= INSTRUCTIONS TO FOLLOW =
Once you find the line with "Sample output: [[12, 128]]" in the data that follows, repeat it and every line after it exactly, through the line with "Sample output: [[111, 28]]".

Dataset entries

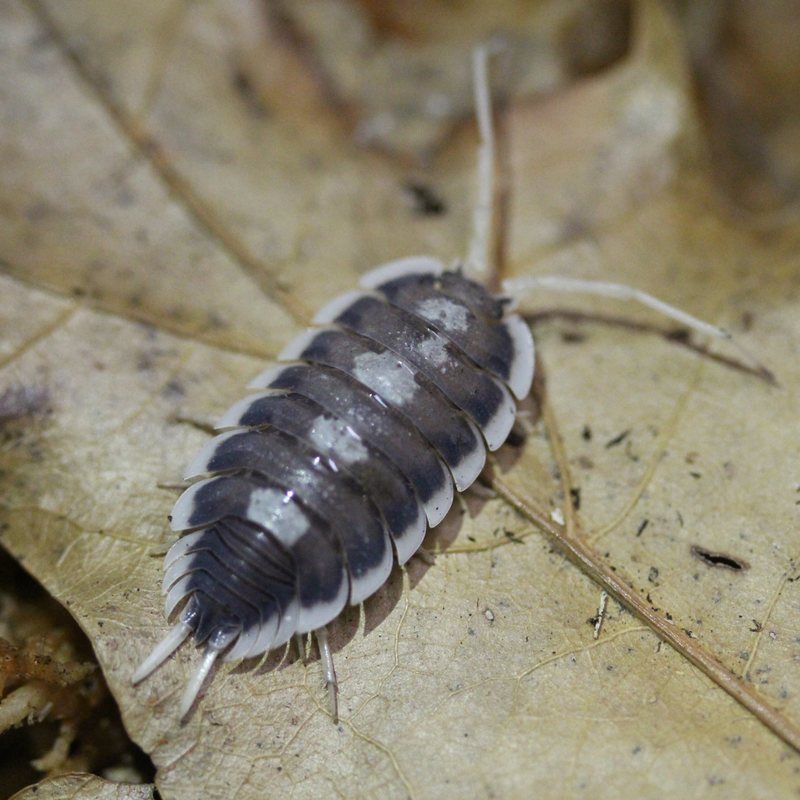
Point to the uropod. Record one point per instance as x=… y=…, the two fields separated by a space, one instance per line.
x=352 y=447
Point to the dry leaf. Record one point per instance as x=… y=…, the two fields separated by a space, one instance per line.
x=165 y=231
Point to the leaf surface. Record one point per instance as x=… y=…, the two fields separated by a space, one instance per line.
x=168 y=226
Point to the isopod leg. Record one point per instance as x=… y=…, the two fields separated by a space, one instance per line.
x=301 y=646
x=330 y=672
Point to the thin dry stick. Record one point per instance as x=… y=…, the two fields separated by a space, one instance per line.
x=619 y=587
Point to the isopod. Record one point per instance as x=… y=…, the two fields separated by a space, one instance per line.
x=353 y=446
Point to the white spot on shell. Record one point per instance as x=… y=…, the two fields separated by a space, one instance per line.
x=449 y=314
x=387 y=376
x=334 y=433
x=273 y=509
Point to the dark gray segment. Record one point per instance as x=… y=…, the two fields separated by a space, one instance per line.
x=378 y=476
x=488 y=344
x=473 y=295
x=441 y=361
x=383 y=426
x=333 y=495
x=401 y=385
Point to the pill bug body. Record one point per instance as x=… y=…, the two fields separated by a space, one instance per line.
x=352 y=448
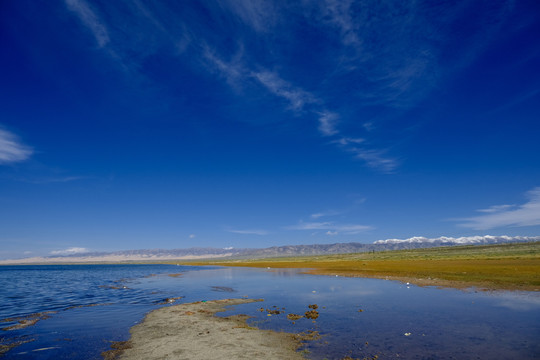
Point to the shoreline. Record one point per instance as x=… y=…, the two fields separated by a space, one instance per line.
x=192 y=331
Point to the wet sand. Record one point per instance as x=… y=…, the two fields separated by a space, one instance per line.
x=192 y=331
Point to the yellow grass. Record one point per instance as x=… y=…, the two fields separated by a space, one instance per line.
x=509 y=266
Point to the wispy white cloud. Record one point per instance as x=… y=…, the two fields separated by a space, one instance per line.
x=12 y=149
x=349 y=229
x=248 y=232
x=233 y=70
x=70 y=251
x=325 y=213
x=89 y=18
x=297 y=97
x=56 y=179
x=338 y=13
x=258 y=14
x=327 y=123
x=527 y=214
x=374 y=158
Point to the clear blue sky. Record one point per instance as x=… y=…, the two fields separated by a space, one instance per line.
x=248 y=123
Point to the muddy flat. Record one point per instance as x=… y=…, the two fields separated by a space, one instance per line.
x=192 y=331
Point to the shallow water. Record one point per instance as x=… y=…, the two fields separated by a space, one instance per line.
x=395 y=321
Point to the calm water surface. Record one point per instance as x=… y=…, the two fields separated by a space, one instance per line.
x=96 y=304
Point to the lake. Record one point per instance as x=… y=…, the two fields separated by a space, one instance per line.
x=92 y=305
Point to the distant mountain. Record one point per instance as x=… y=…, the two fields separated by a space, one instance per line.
x=467 y=240
x=275 y=251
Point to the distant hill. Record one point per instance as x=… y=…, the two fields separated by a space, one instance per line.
x=275 y=251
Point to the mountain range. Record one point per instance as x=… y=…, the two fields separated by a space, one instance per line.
x=275 y=251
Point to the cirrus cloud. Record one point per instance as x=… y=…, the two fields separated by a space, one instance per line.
x=12 y=149
x=527 y=214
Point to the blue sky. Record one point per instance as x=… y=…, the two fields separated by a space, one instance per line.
x=140 y=124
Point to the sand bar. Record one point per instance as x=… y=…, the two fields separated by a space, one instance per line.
x=192 y=331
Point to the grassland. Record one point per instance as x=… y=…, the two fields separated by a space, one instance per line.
x=513 y=266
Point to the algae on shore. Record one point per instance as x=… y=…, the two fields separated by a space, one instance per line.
x=192 y=331
x=513 y=266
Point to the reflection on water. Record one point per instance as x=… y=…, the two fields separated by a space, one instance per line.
x=360 y=318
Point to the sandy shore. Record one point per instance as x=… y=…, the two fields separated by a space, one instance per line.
x=191 y=331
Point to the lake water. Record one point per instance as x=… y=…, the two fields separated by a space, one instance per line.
x=93 y=305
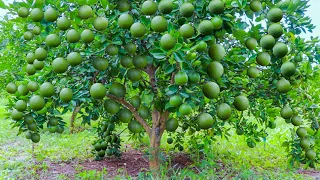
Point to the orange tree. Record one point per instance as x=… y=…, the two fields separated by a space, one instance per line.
x=169 y=65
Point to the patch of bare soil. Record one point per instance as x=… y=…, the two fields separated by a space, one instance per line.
x=131 y=163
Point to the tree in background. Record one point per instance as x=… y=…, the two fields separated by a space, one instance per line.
x=192 y=68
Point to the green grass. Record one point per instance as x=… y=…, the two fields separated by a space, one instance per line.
x=222 y=159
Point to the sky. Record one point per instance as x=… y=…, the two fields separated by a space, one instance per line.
x=312 y=12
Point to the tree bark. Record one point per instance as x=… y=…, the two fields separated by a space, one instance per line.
x=73 y=118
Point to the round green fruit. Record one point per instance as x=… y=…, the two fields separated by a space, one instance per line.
x=205 y=121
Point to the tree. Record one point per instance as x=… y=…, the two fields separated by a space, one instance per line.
x=159 y=65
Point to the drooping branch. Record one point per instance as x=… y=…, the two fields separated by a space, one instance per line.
x=133 y=110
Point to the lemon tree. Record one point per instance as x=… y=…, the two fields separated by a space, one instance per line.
x=189 y=68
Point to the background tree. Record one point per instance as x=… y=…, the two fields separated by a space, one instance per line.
x=159 y=65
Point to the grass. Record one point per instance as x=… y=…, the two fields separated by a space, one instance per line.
x=223 y=159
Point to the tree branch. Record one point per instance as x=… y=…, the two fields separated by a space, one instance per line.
x=133 y=110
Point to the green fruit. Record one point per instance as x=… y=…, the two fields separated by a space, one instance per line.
x=311 y=155
x=241 y=103
x=167 y=42
x=60 y=129
x=253 y=72
x=136 y=101
x=205 y=121
x=286 y=112
x=267 y=42
x=205 y=27
x=280 y=50
x=51 y=15
x=186 y=10
x=296 y=120
x=125 y=21
x=36 y=102
x=16 y=115
x=123 y=5
x=186 y=31
x=111 y=106
x=60 y=65
x=216 y=7
x=73 y=36
x=66 y=95
x=251 y=43
x=28 y=119
x=23 y=90
x=30 y=69
x=217 y=52
x=20 y=105
x=30 y=57
x=283 y=86
x=140 y=61
x=124 y=115
x=98 y=91
x=193 y=77
x=181 y=78
x=131 y=48
x=138 y=30
x=32 y=126
x=224 y=111
x=74 y=58
x=100 y=23
x=85 y=12
x=118 y=89
x=263 y=59
x=126 y=61
x=87 y=36
x=302 y=132
x=28 y=135
x=134 y=74
x=11 y=88
x=172 y=124
x=144 y=111
x=305 y=143
x=185 y=109
x=149 y=7
x=40 y=54
x=211 y=90
x=201 y=46
x=215 y=70
x=165 y=6
x=53 y=129
x=255 y=6
x=159 y=24
x=38 y=65
x=112 y=50
x=63 y=23
x=36 y=30
x=217 y=22
x=275 y=15
x=35 y=137
x=23 y=12
x=47 y=89
x=100 y=63
x=27 y=35
x=288 y=69
x=175 y=100
x=275 y=30
x=239 y=131
x=134 y=126
x=36 y=15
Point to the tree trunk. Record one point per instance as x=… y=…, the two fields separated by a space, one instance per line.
x=73 y=118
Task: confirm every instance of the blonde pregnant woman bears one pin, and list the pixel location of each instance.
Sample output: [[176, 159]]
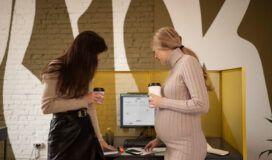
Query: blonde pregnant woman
[[185, 98]]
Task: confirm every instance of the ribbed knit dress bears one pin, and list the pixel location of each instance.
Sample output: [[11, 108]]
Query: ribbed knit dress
[[185, 98]]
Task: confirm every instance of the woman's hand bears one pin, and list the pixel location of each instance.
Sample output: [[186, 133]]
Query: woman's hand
[[154, 100], [154, 143], [94, 97], [104, 145]]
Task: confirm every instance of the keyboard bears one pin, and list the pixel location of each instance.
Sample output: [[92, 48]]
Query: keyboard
[[138, 142]]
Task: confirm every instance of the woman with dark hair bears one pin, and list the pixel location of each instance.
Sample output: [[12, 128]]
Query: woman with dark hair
[[74, 132]]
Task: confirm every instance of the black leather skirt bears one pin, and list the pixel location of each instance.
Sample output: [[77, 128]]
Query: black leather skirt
[[72, 137]]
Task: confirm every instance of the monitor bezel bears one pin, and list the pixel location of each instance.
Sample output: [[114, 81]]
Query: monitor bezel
[[122, 95]]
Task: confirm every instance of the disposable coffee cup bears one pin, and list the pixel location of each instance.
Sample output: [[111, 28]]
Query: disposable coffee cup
[[99, 90], [154, 88]]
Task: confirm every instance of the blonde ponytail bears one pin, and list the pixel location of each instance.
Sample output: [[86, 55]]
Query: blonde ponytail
[[168, 38]]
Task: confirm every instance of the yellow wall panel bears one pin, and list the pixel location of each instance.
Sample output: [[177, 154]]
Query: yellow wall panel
[[232, 101]]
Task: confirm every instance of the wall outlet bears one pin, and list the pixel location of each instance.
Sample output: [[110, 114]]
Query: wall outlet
[[38, 145]]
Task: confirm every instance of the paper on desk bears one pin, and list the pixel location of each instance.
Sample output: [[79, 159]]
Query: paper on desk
[[210, 149]]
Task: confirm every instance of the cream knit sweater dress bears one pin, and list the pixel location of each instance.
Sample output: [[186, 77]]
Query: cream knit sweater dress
[[185, 98]]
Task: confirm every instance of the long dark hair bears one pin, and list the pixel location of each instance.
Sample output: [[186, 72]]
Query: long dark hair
[[76, 68]]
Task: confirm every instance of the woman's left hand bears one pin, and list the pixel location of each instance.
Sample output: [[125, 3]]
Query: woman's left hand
[[154, 100], [106, 147]]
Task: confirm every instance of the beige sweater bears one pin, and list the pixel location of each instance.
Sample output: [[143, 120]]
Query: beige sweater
[[51, 103], [185, 98]]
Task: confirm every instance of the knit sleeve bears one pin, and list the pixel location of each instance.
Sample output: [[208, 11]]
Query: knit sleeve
[[51, 103], [192, 74]]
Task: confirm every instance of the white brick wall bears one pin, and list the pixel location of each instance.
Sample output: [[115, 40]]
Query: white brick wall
[[22, 90]]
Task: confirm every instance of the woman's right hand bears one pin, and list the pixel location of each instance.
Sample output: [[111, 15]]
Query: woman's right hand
[[94, 97], [152, 144]]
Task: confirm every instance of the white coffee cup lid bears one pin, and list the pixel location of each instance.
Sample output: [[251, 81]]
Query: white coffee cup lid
[[99, 89], [154, 84]]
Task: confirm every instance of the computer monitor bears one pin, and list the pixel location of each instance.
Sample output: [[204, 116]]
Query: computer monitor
[[135, 111]]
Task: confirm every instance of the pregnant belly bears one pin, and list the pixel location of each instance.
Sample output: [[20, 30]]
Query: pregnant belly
[[174, 126]]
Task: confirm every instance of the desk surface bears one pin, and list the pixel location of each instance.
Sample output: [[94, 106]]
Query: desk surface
[[214, 142]]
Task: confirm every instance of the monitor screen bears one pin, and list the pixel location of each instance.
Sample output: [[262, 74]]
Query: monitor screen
[[135, 111]]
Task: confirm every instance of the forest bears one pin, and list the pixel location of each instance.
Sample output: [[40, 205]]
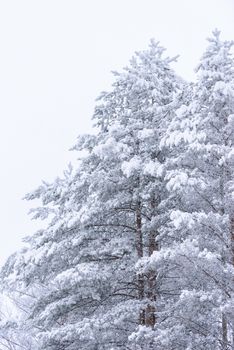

= FINISHED TASK =
Sample output: [[12, 128]]
Query: woman with dark hair
[[74, 132]]
Task: confirm every instance of the black leather skirt bears one pin, and list the pixel location of each instance.
Sample output: [[77, 128]]
Query: black leather skirt
[[72, 137]]
Task: confirm every instance of the monitor bezel bears one pin, and list the pixel location of each instance.
Sample output: [[114, 81]]
Query: monitor bezel
[[122, 95]]
Task: confirm every instance of the disposable coffee cup bears one pin, and list the pixel location of each instance.
Sample output: [[111, 28]]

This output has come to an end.